Aim: Pull out every line of the listing below that contains the word "green", and copy each one in full.

Stored dataset items:
● ● ● ●

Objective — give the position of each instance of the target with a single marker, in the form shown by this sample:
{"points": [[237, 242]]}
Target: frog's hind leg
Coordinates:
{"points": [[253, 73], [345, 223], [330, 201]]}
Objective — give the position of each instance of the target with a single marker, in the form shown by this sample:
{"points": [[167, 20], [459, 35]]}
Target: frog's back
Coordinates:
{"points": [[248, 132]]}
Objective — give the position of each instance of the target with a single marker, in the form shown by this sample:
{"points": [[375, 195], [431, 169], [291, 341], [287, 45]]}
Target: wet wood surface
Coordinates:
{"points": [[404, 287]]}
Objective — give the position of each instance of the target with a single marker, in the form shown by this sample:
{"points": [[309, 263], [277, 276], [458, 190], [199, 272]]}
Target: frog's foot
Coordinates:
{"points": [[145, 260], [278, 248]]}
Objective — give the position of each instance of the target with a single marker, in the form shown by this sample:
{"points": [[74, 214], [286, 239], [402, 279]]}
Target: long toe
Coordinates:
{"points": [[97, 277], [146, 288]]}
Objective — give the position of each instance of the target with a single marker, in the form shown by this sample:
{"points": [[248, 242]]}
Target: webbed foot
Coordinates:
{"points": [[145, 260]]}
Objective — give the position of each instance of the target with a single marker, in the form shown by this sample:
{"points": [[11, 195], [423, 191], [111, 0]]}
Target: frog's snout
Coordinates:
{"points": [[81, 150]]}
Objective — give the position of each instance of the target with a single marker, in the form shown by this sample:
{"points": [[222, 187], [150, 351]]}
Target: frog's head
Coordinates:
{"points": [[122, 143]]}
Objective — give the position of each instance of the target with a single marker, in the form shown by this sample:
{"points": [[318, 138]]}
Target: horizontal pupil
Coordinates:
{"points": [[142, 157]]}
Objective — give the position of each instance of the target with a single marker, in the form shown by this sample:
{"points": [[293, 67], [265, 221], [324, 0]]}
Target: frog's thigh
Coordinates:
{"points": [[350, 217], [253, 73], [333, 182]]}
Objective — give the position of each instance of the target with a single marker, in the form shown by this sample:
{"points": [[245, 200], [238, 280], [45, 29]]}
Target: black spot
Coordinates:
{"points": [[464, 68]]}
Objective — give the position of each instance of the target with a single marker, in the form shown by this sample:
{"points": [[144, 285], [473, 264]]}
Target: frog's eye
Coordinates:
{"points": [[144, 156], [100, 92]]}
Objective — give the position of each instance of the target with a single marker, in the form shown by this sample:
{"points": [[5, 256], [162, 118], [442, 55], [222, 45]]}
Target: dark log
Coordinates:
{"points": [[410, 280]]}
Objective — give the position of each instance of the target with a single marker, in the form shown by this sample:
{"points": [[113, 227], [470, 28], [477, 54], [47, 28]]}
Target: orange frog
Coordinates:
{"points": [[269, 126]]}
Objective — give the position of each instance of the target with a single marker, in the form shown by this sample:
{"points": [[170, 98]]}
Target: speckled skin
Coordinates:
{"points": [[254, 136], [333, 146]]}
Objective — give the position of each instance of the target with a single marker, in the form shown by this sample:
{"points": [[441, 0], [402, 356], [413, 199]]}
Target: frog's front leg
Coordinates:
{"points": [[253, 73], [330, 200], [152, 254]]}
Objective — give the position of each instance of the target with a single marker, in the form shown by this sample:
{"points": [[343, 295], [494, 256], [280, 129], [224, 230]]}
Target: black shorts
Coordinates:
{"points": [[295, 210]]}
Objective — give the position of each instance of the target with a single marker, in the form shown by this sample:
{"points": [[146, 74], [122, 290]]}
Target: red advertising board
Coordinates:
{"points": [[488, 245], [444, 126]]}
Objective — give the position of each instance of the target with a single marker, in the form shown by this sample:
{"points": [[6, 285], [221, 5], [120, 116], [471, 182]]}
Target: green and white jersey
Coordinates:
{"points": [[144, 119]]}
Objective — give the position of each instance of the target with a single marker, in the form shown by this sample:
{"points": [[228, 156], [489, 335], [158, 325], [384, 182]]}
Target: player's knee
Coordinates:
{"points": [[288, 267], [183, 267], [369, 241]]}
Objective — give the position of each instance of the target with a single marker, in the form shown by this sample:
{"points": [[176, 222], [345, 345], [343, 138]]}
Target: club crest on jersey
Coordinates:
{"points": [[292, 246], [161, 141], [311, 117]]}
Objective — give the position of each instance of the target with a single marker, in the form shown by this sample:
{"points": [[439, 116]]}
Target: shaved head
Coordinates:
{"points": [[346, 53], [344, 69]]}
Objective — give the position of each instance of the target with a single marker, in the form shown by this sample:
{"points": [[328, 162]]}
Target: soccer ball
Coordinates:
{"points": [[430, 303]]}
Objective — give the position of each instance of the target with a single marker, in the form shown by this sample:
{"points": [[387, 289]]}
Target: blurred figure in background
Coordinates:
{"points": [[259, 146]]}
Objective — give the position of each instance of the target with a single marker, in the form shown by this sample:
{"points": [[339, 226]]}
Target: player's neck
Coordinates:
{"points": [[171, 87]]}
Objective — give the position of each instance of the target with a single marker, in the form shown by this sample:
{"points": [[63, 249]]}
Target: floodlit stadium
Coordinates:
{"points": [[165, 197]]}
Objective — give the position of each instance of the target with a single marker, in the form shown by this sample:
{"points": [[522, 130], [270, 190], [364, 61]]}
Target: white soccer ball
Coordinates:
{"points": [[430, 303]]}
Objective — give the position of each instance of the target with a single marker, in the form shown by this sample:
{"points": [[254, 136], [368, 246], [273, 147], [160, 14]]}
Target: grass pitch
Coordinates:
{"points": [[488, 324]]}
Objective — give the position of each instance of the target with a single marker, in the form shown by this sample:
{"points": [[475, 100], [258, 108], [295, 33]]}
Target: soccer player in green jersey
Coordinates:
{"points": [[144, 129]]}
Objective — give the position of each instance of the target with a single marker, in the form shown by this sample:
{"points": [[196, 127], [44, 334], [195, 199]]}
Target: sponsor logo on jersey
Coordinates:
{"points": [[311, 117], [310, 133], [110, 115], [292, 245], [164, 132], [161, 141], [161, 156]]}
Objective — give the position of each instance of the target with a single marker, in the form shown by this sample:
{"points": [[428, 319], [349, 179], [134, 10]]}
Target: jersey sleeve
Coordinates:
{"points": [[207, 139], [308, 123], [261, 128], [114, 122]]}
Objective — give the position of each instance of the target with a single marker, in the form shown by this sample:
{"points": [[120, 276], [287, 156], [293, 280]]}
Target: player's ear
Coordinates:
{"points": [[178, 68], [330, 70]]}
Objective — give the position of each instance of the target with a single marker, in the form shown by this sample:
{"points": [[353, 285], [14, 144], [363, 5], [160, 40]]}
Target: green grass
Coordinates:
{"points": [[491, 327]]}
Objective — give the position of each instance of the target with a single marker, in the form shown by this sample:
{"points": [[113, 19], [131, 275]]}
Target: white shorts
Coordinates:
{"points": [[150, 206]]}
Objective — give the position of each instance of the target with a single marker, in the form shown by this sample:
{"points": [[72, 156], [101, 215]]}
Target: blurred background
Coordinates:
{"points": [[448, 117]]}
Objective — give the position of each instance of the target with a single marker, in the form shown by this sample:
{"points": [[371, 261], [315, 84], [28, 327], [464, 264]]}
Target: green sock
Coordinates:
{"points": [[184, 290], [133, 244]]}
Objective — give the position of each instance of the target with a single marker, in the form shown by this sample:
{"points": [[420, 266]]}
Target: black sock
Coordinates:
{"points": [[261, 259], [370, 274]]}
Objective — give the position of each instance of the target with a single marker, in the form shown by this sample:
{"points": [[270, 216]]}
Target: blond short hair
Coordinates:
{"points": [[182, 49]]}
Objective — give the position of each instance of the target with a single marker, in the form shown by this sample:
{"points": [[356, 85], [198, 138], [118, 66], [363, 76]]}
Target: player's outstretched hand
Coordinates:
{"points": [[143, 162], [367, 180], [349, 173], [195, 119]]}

● ● ● ●

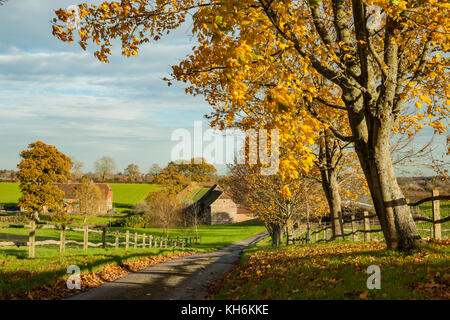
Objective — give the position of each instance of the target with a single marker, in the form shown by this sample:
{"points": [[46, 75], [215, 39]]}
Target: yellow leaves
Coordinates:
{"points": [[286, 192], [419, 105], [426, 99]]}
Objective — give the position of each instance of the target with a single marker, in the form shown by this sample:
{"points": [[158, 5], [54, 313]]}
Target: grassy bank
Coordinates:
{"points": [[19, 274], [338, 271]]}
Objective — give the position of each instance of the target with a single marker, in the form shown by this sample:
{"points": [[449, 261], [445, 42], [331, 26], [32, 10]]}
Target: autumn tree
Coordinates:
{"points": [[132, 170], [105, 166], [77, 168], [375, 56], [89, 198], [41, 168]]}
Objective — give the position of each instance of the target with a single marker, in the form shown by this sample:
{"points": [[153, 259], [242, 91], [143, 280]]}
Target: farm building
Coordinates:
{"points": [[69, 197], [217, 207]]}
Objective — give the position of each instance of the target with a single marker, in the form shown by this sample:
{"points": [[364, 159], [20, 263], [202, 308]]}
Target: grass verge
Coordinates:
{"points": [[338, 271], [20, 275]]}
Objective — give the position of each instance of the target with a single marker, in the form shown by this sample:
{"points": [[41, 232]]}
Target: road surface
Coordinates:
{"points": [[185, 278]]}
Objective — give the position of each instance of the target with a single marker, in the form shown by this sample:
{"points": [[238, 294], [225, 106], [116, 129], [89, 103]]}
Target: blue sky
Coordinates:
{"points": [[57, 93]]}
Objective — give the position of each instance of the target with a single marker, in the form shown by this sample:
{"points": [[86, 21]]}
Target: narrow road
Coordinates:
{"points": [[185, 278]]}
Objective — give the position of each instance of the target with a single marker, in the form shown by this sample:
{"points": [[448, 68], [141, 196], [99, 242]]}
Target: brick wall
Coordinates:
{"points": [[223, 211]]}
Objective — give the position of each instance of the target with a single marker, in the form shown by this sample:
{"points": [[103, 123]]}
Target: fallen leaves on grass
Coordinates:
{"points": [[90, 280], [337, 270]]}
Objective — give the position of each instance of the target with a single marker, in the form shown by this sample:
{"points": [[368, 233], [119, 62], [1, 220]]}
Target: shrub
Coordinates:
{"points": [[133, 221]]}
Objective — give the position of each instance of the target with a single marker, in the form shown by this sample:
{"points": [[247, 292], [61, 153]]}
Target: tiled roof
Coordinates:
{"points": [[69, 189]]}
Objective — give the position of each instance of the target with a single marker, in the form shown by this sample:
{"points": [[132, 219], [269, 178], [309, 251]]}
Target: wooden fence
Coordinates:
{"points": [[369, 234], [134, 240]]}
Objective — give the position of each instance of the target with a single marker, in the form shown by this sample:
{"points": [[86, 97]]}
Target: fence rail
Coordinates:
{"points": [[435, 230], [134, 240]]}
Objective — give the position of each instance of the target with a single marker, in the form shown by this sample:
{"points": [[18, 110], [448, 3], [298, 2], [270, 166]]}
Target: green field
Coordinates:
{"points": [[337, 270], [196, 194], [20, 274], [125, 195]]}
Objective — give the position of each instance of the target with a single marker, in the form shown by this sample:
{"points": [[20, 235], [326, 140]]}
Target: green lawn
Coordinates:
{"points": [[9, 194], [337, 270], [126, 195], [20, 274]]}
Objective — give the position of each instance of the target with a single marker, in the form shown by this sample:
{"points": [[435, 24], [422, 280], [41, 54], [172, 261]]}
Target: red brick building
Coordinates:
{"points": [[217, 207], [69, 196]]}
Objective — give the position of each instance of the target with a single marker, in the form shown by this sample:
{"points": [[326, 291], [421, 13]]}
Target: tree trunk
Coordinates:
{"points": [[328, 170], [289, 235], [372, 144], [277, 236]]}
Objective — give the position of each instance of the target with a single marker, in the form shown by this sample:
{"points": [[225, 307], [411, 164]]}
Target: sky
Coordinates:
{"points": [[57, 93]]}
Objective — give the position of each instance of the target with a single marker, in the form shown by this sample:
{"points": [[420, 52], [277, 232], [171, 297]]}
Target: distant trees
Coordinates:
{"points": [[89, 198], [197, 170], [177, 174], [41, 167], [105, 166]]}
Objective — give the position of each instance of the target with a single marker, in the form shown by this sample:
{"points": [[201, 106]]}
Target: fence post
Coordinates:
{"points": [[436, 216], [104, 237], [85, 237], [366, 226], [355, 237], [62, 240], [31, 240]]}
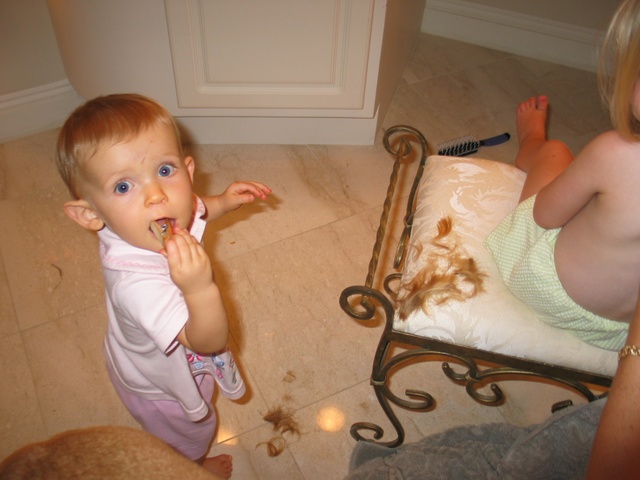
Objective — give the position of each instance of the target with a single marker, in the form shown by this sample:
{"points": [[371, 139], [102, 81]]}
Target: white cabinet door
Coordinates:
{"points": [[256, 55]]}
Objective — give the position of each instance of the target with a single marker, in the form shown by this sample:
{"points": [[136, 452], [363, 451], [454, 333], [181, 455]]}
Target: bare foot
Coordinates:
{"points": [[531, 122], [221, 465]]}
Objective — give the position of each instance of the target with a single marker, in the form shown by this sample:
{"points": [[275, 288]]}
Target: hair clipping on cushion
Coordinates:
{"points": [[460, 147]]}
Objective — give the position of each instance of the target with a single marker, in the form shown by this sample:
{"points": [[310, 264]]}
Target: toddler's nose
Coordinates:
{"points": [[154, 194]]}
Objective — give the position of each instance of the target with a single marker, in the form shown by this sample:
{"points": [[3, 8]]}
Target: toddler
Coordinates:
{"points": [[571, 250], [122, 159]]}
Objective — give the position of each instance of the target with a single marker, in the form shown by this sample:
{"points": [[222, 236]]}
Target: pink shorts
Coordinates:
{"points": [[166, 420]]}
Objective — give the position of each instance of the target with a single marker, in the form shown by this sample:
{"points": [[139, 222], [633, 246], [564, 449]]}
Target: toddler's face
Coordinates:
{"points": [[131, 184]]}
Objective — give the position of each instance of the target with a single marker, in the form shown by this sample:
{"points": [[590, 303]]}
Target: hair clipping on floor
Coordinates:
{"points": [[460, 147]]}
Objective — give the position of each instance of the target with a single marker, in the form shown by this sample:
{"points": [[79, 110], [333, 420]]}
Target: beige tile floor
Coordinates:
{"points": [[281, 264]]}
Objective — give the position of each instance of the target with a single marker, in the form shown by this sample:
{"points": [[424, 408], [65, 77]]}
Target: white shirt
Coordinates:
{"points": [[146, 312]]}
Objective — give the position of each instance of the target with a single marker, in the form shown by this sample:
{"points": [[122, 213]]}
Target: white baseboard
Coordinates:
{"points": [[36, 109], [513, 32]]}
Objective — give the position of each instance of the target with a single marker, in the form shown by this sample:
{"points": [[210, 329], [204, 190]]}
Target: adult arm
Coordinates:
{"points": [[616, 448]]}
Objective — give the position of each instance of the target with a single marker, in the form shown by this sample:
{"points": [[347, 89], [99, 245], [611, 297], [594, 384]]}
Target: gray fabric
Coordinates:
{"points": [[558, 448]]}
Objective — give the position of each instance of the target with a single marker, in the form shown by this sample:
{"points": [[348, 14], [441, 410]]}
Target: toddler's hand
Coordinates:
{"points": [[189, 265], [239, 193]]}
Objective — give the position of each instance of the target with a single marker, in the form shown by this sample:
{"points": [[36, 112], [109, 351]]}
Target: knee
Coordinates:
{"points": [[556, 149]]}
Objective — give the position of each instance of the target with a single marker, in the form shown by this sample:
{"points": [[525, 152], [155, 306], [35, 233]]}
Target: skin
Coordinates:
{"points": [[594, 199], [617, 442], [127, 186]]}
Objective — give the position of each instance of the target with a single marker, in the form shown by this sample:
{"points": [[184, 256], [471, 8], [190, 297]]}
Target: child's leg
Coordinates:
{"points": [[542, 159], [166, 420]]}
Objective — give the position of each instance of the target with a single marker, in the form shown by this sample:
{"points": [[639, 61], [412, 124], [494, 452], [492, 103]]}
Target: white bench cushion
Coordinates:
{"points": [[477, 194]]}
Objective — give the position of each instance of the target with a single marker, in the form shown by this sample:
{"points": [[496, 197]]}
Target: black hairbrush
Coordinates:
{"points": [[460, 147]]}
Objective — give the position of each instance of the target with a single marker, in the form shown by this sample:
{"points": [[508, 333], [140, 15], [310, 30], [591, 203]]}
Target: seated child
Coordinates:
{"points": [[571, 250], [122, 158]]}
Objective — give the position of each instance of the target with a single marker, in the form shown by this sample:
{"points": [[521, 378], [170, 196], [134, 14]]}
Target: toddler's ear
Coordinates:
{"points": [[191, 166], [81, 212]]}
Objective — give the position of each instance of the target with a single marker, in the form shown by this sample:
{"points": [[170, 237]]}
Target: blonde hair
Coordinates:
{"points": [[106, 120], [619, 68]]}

● ● ● ●

Final result:
Target: green and white jersey
Target: soccer player in green jersey
Target: green grass
Target: green sock
Target: green field
Target: green lawn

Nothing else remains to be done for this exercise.